▶ _EXCERPTED PASSAGE_
Patrick Sullivan is a former American football executive who served as general manager of the New England Patriots from 1983 to 1990.

Early life
The son of Patriots founder Billy Sullivan, Sullivan was a ballboy for the first Boston Patriots team.

In 1976, he graduated from Boston College.

New England Patriots
After graduating college, Sullivan spent two years as the manager of Schaefer Stadium. In 1979, he was named assistant general manager. On February 17, 1983, Sullivan was promoted to general manager.

During his tenure as general manager, the Patriots had a 66–65 record and made the playoffs twice, including an appearance in Super Bowl XX.

After the Patriots 1985 Divisional Playoff victory against the Los Angeles Raiders, Sullivan was struck by Raiders linebacker Matt Millen on the head. Millen hit Sullivan in retaliation for Sullivan's heckling of Raider Howie Long from the sidelines.

▶ _PROVIDED MATERIAL_
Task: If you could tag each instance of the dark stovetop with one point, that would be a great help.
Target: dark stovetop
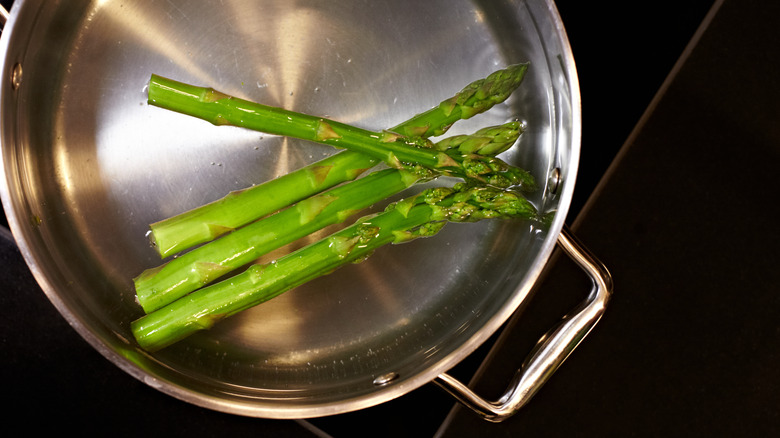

▶ _AIM A_
Summarize the article on Patrick Sullivan in two sentences.
▶ _AIM B_
Rewrite the stretch of the Patrick Sullivan article from "In 1976, he" through "Super Bowl XX.", changing "Schaefer Stadium" to "Foxboro Stadium".
▶ _AIM C_
Write what comes next in the article on Patrick Sullivan, picking up after its last sentence.

▶ _TASK RESULT A_
Patrick Sullivan, son of Patriots founder Billy Sullivan, managed Schaefer Stadium and then served as assistant general manager before becoming general manager of the New England Patriots, a post he held from 1983 to 1990. In that time the team went 66–65 and made the playoffs twice, including Super Bowl XX, and after the 1985 Divisional Playoff win, Raiders linebacker Matt Millen struck him on the head in retaliation for his heckling of Howie Long.

▶ _TASK RESULT B_
In 1976, he graduated from Boston College.

New England Patriots
After graduating college, Sullivan spent two years as the manager of Foxboro Stadium. In 1979, he was named assistant general manager. On February 17, 1983, Sullivan was promoted to general manager.

During his tenure as general manager, the Patriots had a 66–65 record and made the playoffs twice, including an appearance in Super Bowl XX.

▶ _TASK RESULT C_
After Boston Herald reporter Lisa Olson complained of being sexually harassed in the Patriots' locker room, team chairman and majority owner Victor Kiam sought to suspend Sullivan. However, National Football League Commissioner Paul Tagliabue stepped in and prevented the suspension.

On December 20, 1990, Kiam named Sam Jankovich CEO of the Patriots and gave him complete control of the organization. On January 29, Sullivan announced his resignation.

Post-Patriots
Since 1993, Sullivan has served as President of Game Creek Video, a company he founded that provides television production trucks for sporting events.

References

Year of birth missing (living people)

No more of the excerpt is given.